>> Start

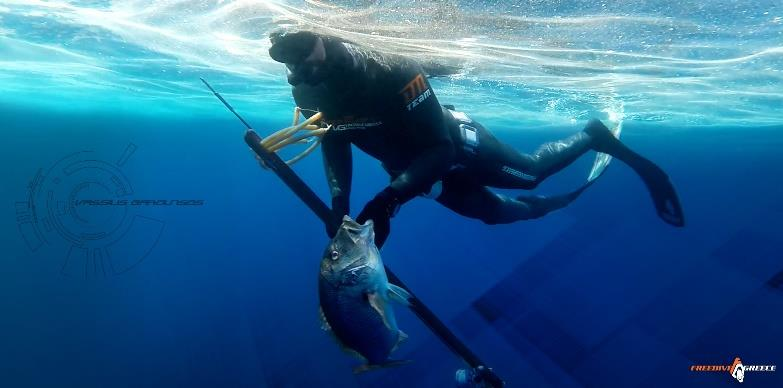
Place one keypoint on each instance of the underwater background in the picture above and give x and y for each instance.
(206, 275)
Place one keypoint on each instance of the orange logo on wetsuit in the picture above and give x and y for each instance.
(415, 92)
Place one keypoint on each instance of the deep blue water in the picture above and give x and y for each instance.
(599, 294)
(100, 100)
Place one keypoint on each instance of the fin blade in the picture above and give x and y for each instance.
(322, 317)
(386, 364)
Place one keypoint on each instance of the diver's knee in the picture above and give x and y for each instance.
(595, 123)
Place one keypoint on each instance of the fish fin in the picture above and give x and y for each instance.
(379, 304)
(324, 323)
(400, 295)
(351, 352)
(401, 337)
(386, 364)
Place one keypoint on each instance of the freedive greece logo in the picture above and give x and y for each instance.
(736, 369)
(415, 92)
(83, 208)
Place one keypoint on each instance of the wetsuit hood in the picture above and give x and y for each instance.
(292, 47)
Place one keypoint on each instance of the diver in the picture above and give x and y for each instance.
(384, 105)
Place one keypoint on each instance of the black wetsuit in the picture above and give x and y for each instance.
(385, 106)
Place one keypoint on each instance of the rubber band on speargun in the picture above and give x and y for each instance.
(288, 136)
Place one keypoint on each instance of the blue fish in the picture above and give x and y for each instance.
(355, 296)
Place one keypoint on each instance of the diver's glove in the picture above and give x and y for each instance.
(340, 209)
(380, 210)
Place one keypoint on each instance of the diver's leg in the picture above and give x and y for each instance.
(662, 191)
(472, 200)
(500, 165)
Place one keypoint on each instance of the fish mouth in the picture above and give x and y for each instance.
(350, 225)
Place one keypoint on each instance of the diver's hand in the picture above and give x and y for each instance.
(380, 210)
(340, 209)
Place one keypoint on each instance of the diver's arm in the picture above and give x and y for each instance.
(338, 164)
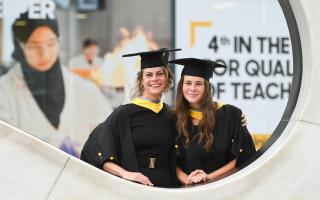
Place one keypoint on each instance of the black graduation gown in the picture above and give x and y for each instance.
(230, 141)
(132, 132)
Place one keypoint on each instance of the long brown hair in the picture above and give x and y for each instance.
(206, 124)
(138, 89)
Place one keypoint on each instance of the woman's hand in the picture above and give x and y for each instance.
(137, 177)
(197, 176)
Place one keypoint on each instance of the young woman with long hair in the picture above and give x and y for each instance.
(212, 139)
(136, 142)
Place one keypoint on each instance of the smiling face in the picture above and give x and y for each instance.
(193, 90)
(154, 82)
(41, 49)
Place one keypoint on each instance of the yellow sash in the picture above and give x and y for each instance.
(195, 114)
(155, 107)
(198, 114)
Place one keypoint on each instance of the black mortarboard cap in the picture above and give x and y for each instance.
(153, 58)
(197, 67)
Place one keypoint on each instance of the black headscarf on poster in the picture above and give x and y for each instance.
(46, 87)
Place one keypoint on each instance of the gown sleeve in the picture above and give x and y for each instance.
(242, 144)
(103, 143)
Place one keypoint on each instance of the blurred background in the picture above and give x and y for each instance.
(251, 37)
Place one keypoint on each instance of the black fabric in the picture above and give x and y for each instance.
(154, 58)
(48, 90)
(197, 67)
(231, 141)
(116, 140)
(46, 87)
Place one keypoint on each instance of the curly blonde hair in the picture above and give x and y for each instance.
(138, 89)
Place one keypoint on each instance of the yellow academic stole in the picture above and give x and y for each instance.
(155, 107)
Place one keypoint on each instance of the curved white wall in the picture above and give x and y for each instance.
(289, 169)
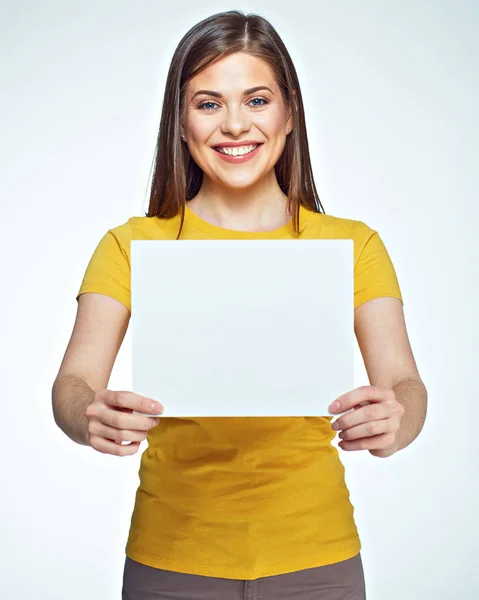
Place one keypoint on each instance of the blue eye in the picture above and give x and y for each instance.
(261, 100)
(203, 105)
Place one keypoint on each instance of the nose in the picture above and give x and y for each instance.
(235, 121)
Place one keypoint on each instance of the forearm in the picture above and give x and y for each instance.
(70, 397)
(412, 394)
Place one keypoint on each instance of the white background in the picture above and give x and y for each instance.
(390, 90)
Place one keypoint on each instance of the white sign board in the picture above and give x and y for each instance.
(224, 328)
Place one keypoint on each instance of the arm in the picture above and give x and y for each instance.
(381, 332)
(99, 329)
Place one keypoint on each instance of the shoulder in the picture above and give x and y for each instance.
(326, 226)
(144, 228)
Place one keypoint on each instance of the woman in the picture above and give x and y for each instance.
(234, 506)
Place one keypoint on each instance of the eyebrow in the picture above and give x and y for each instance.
(218, 95)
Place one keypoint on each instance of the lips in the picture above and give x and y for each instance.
(252, 146)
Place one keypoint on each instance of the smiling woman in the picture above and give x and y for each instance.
(224, 502)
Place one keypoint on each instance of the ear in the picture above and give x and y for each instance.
(290, 122)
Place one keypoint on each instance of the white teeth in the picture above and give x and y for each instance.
(238, 150)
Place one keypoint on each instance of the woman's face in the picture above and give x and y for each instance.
(221, 106)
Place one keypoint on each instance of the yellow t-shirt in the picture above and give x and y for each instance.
(235, 497)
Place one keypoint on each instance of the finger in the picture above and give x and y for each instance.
(369, 429)
(124, 399)
(365, 393)
(118, 419)
(117, 435)
(363, 414)
(109, 447)
(376, 442)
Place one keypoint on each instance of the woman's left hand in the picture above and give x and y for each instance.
(373, 424)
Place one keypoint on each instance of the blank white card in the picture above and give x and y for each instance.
(250, 328)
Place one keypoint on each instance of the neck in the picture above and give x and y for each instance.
(261, 207)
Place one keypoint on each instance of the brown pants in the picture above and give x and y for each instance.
(339, 581)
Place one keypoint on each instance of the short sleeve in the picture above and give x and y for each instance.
(374, 273)
(108, 271)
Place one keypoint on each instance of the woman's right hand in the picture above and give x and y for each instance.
(111, 421)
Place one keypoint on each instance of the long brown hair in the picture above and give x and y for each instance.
(176, 177)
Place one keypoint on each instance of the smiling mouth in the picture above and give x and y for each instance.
(238, 151)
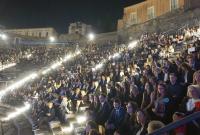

>> End

→ SHORT TASK: Return each line from the rows that contains the string "white".

→ ANSWER IN FULL:
Place one keypoint on each instance of the curved white wall in the picture above and give x and y for each instance.
Place one keypoint on each instance of the white background in the picture above and give x and y for each instance.
Place one keypoint on each instance of the white sign board in the picture above and give x and y for each instance.
Place one keypoint on each instance of the white teeth in the picture above and give x and y for each instance.
Place one keypoint on each instance of the blank white card in the picture above and give x and y for each instance.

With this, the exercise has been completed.